TO DO →
A. Copy the passage of the post about the King Edward pub from "Now, if there" to "via the gut.".
B. Carry on the post about the King Edward pub, picking up after its final sentence.

+++ GIVEN TEXT +++

No idea where this title came from, cause this post has nothing to do with soup, but my titles come first and the rest comes later and often changed at some point to more reflect what I wrote; so who knows what direction I had intended, but whatever.
Now, if there is one person I wish I lived closer to, hands down, wish I lived in Ilderton. Course I’d be poverty-stricken, not to mention an alcoholic, however, I would perhaps be well fed; via discourse and via the gut.
I’m not a real gal’s gal, not into the idle chit-chat, the, em, how do I put this, the competition, the whatever. I’m maybe just to much the introvert to play the reindeer games, least not now, bores me. Not to say all women fall into this category, but enough over the course of my life to come to the conclusion that I’m not like them.
And if you ever do find yourself just a little North of London, Ontario, swing on into the King Edward and ask Deb to tell ya the story bout who worked their back in the days it was General Merchantile, now THAT story is her’s to tell, and her alone.
From May 19th, 2017
Celebrating after a hockey game, with a group of giddy girls, my sister and the other parents decided to check out the pub in town where they were playing, “eating the best wings she’d ever had in her life”, this woman who ran the place came over and asked her if she was my sister. And that’s how we got back in touch.
Fast forward now a few years, and I’m at work, early morn, getting customer orders ready for the day, when this very familiar voice comes over the radio, cutting through the chatter of my co-workers, and sending me back in time.
It was a voice I had not heard in, em, let me think now, just over a decade I think? That British accent broke through it all, and I rose up from whatever I was doing and stopped dead and listened; it was an ad for their pub – The King Edward. A big ol’smile broke across my face, and I was lost in time. God I missed those guys, I mused.

+++ SOURCE MATERIAL +++

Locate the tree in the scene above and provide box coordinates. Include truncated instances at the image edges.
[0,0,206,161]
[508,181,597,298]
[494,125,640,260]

+++

YOUR WRITTEN ANSWERS →
A.
Now, if there is one person I wish I lived closer to, hands down, wish I lived in Ilderton. Course I’d be poverty-stricken, not to mention an alcoholic, however, I would perhaps be well fed; via discourse and via the gut.

B.
Deb and I were friends, kvetching over this that and the other, in the heart of Port Credit, sitting at a bar that doesn’t exist anymore. I’d moved there to start over, and she was the one who told me I was probably going through early menopause, as I waded through the grief and sadness of losing both my marriage, and then not long after my Mom. Reeling still a little from the strangeness of the torrent of losses, and bravely struggling my introverted self forward, making new friends at the rate of a snail.
See, I don’t always make friends easily and I don’t have a lot in common with most women.
And as far as women’s issues go, I come from a generation of women who really didn’t discuss menopause, it was this big open secret that you just didn’t talk about openly, and with my Mom now gone, I had no one to tell me this stuff. At least no one close to me at the time.
But there we were, side by side at the bar, talking about hot flashes and night sweats, menopause madness and all the wonderful ass crap that my ageing body had up its sleeve.
Knowledge is power.
Anywho. We’ve connected through social media, we’ve talked about getting together, now that I’m so much closer to her, but it just hasn’t happened. I have my bicycle now, and with that freedom, I can peddle my way through the city, up through the North of London, and make my way down those country roads to Ilderton.
How they got there is really a story in itself. A story of what happens when you follow your heart.
So way back in the long ago, back in England, Rich was some sort of Audio Engineer. Sorry, I’m bad with those sorts of details, but anyways some big speaker company here in Canada lured him over, and so he came to Canada. He’d been brought up in a pub back home, and even though he was well respected for his talent in his profession, inside he always I guess held onto this dream of one day running his own proper pub here in Canada.
Something honourable in that, you know, basically knowing you will work 7 days a week, hauling ass 16 or so hours a day. I mean, Rich knew what it took, he had no illusions.
So one day he met Deb, they married, bought a house, and life was grand. At some point, I would imagine he told her about his dream, and so they came to share it.
Out there in the wild, that dream went out into the ether, swirled around for a few years. I’ve always believed that at some point dreams, you know, the stuff that is meant for you, will not pass you by. It is like it almost takes on a life of its own, and one day some kind spirit catches wind of your dream and says “make it so“.
Well, we all know it is never that easy, eh? Always has to be a catch. Yes, the catch. The catch is they found the place one day, the perfect place, but first, they had to sell their house.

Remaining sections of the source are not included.